● **Text segment**
-- start --

Trotsky’s Analysis of the Soviet Union Has Been Vindicated by History

The following are remarks given by David North to the Philosophical Department at Kiev University, and the discussion which followed.

I welcome the opportunity to speak with you today. I have come to the Soviet Union as a representative of the International Committee of the Fourth International, which is the World Party of Socialist Revolution founded by Leon Trotsky in 1938. The International Committee has sections in the United States, in Canada, in Britain, Germany, Sri Lanka, India and Australia. We have contacts with workers, students and intellectuals in many other countries of the world.

The relationship of Trotskyism to the international working class is undergoing a profound change because the old organizations of the working class, both Stalinist and social democratic, have been rapidly discredited. I don’t believe anyone here can seriously dispute that Trotsky’s analysis of the Soviet Union has been vindicated by history. The theory of national socialism promulgated by Stalin and Bukharin in 1924 has led to a catastrophic failure. The idea that socialism could be built in a backward country independently of the development of the international revolution has been proven false.

-- end --

● **Raw data**

-- start --

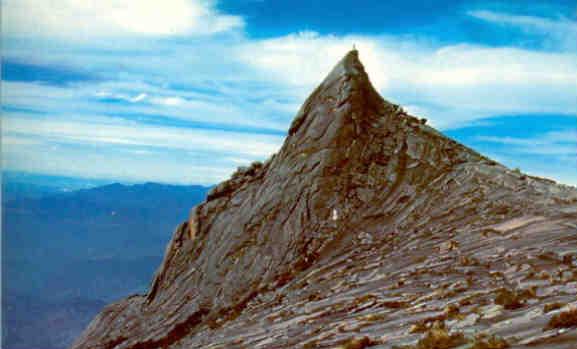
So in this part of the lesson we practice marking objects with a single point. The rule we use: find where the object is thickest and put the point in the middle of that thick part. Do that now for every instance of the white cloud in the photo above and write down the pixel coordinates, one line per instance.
(561, 31)
(73, 19)
(452, 85)
(108, 131)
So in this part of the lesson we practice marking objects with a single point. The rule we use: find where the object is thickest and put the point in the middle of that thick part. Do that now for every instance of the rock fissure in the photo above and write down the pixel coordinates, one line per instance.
(366, 221)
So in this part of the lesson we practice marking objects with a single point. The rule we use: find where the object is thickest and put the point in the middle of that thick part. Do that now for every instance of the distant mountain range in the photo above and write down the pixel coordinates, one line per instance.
(368, 228)
(68, 248)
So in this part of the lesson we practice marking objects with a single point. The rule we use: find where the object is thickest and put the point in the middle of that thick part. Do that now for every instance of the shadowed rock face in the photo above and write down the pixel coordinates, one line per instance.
(366, 223)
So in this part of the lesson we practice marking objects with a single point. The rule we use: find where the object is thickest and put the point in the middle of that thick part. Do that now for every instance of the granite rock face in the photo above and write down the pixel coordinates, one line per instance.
(367, 229)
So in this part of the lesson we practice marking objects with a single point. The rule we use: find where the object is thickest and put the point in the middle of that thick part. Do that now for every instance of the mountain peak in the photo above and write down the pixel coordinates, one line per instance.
(361, 206)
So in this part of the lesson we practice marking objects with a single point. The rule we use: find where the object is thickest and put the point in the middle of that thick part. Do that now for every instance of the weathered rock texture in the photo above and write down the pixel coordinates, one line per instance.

-- end --

Please list every country that the speech text above names as having a section of the International Committee.

● **Exercise output**
United States, Canada, Britain, Germany, Sri Lanka, India, Australia